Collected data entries

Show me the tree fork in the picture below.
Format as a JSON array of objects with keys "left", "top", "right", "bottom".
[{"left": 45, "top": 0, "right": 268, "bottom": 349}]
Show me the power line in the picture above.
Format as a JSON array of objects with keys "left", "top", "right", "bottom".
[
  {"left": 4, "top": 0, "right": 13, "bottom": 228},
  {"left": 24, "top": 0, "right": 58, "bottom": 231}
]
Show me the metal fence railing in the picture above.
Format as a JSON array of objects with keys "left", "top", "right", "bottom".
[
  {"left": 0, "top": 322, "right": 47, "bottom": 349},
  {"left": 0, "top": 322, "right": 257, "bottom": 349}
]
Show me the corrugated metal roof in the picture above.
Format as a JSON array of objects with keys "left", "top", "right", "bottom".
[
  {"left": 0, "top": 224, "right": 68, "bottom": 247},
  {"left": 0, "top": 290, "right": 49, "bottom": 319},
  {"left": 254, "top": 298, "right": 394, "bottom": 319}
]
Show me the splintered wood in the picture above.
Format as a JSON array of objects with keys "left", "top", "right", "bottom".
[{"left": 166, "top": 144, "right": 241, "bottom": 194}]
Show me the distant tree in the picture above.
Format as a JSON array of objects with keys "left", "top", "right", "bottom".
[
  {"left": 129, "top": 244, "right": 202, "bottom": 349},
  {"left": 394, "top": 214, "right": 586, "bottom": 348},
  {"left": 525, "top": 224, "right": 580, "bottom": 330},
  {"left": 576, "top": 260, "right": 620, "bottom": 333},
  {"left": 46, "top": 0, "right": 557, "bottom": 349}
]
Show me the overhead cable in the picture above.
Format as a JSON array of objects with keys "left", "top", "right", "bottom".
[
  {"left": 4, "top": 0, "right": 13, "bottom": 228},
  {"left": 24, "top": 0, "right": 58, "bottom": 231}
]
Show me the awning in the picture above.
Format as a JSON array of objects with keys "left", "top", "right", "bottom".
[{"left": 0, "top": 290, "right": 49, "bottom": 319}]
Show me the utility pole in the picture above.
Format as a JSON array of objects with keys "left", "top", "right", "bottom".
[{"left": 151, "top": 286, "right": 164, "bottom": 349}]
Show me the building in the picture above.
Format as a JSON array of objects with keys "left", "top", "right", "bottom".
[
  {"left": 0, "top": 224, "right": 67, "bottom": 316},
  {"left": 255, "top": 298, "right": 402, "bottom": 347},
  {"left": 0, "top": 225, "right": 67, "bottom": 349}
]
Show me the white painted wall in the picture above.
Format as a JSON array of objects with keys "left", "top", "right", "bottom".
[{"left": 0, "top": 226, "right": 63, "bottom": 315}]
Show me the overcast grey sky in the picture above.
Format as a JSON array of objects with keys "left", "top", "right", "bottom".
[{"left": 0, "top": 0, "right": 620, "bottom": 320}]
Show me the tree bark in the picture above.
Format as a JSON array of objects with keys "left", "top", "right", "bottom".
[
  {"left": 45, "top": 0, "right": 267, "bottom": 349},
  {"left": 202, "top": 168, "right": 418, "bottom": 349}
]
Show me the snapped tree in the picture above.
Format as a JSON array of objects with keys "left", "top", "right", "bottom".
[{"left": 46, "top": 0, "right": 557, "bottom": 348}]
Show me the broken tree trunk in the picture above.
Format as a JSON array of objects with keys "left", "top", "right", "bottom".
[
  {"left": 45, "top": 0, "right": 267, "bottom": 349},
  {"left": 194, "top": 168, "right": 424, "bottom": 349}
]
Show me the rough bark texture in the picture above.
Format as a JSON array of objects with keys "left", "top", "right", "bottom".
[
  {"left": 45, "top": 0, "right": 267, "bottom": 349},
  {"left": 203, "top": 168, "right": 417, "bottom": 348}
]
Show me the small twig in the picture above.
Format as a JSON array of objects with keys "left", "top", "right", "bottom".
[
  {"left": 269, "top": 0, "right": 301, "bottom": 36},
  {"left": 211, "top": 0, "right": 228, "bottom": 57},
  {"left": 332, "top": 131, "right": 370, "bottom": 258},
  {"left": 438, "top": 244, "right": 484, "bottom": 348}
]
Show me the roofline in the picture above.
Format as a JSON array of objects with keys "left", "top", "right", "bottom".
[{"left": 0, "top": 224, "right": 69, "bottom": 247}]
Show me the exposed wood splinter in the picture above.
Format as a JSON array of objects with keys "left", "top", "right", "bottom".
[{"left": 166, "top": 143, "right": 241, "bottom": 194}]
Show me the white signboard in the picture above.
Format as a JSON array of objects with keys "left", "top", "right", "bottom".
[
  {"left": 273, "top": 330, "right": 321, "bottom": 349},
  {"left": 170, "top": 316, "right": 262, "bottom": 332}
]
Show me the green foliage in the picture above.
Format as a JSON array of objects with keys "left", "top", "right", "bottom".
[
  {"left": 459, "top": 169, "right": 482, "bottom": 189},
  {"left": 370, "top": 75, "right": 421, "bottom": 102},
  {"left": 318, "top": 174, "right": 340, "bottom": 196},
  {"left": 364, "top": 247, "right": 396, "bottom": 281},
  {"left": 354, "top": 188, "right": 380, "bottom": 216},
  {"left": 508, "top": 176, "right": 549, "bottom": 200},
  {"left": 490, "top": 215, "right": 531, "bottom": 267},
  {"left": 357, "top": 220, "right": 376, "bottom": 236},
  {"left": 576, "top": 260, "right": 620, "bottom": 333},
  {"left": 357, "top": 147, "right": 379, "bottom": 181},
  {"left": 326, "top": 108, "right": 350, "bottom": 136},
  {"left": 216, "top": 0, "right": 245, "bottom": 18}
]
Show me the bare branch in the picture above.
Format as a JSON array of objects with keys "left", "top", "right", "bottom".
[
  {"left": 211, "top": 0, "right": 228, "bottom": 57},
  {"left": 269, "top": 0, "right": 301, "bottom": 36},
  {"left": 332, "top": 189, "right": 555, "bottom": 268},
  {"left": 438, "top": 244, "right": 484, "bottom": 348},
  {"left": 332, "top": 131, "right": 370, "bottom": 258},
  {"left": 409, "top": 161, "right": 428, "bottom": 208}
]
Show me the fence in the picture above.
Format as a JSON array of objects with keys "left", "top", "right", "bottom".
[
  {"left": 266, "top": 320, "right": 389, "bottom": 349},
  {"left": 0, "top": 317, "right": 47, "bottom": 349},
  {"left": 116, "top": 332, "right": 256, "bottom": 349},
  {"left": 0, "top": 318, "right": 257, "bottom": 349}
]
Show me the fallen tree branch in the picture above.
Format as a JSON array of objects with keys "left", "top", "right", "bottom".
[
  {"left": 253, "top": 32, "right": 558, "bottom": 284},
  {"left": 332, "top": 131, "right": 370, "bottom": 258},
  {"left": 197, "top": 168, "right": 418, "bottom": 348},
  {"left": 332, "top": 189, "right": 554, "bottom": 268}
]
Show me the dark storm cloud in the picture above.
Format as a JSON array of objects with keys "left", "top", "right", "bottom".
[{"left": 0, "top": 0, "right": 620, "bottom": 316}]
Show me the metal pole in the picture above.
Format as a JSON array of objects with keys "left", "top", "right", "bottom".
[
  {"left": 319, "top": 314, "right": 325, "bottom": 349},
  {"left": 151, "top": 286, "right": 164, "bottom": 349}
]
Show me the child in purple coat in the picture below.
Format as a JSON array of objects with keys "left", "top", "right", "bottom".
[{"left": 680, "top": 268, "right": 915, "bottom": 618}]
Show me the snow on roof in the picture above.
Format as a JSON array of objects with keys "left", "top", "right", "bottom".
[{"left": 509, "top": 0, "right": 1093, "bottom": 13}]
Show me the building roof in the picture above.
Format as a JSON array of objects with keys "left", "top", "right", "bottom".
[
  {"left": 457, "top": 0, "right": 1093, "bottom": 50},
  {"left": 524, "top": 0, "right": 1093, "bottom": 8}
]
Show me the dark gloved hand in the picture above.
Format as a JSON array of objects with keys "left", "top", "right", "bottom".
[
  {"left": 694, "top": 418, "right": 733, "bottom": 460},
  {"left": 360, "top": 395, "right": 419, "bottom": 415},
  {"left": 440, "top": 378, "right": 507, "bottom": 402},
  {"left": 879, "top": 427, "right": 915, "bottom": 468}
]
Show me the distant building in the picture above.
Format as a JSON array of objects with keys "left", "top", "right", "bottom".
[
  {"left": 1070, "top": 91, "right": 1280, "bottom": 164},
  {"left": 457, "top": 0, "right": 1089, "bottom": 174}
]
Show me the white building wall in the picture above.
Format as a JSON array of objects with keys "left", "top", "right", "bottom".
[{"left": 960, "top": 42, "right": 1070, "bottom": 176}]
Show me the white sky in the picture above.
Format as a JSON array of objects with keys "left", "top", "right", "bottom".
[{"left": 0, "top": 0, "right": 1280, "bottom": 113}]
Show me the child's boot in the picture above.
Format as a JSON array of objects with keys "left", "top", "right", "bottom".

INSTRUCTION =>
Recast the entries as a JSON list of strings, one string per line, skipping blank lines. Cover only the lines from the one containing "Show me the white sky in the picture above." through the end of the entries.

COMPLETE OUTPUT =>
[
  "Show me the white sky in the picture above.",
  "Format as a JSON array of objects with keys \"left\", \"top\", \"right\", \"bottom\".",
  "[{\"left\": 0, \"top\": 0, \"right\": 1280, \"bottom\": 113}]",
  "Show me the child's boot in the picture above.",
  "Format as a JSON array of objects with keys \"left\", \"top\", \"right\", \"bottom\"."
]